## Activity 1:
According to the text on Sanofi's investment in France, how many jobs is the investment program expected to create?
## Activity 2:
Go on with the text about Sanofi's investment in France, starting after its final sentence.
***** Text block
Sanofi’s billion euro investment in France

This move is part of a larger €3.5 billion program within the country. 

The investment will be allocated to facilities in Vitry-sur-Seine in Val de Marne, Le Trait in Seine-Maritime, and Lyon Gerland in the Rhône region. Its primary objective is to reduce France and the wider EU’s dependence on manufacturing capacity outside the region, thus enhancing supply chain security and resilience.

This initiative aligns with the EU’s concept of health sovereignty, which gained prominence in the aftermath of the COVID-19 pandemic. Health sovereignty focuses on reinforcing pharmaceutical systems and manufacturing capacities for vaccines and medical products, along with improving detection of threats and response mechanisms.

Sanofi’s investment program is expected to create over 500 jobs and bolster France’s ability to oversee the production of essential medicines comprehensively.
**********
***** Extracted material
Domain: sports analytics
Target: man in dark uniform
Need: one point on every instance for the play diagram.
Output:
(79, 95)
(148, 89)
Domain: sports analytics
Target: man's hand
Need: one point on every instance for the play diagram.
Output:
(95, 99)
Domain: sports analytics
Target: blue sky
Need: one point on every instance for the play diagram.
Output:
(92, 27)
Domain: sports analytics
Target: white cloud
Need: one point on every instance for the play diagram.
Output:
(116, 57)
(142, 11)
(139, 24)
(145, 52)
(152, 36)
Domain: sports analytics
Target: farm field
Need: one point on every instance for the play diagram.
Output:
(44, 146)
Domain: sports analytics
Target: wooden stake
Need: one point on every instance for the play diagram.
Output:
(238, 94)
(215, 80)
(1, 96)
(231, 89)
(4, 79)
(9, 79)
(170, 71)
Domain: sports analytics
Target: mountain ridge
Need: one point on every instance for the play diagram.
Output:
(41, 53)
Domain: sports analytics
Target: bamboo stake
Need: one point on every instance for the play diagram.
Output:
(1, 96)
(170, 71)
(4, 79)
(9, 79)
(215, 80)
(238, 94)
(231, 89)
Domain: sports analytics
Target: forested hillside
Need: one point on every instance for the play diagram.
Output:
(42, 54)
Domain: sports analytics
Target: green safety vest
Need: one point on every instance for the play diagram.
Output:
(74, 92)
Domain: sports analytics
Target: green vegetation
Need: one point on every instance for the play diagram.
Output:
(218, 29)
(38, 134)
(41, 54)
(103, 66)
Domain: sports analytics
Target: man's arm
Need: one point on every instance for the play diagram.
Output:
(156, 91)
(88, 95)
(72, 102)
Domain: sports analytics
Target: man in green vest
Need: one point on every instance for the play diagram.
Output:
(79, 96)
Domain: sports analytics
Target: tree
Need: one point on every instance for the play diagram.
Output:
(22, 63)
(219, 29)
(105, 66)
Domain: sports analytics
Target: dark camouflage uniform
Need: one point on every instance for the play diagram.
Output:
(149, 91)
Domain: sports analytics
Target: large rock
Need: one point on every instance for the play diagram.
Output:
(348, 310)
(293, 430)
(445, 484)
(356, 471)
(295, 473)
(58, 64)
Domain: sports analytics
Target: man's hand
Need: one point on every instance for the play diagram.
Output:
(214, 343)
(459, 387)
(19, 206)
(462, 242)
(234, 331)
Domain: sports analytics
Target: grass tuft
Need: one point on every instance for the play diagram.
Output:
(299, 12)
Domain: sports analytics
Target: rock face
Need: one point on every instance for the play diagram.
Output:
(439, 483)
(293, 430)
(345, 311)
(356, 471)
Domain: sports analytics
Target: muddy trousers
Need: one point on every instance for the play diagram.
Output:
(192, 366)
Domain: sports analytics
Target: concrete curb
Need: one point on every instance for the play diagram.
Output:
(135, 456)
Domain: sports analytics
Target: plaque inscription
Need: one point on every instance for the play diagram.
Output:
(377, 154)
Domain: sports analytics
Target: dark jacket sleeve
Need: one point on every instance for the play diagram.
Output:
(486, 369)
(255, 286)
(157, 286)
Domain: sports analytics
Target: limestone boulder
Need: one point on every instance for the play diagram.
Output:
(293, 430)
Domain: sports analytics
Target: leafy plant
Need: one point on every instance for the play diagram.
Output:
**********
## Task output 1:
Over 500 jobs.

## Task output 2:
The company, as France’s largest pharmaceutical group, has previously committed €2.5 billion to ensure the maintenance of medicine and vaccine production within its domestic market amidst the pandemic. Over 60% of Sanofi’s global production takes place in the EU, with a mere 5% of active ingredients sourced from Asia, a stark contrast to the industry average of 80%.

Unprecedented industrial investments

The majority of the investment, approximately €1 billion, will be directed towards constructing a new facility in Vitry-sur-Seine, which will double the site’s capacity for producing monoclonal antibodies and other biologic drugs, creating 350 new jobs.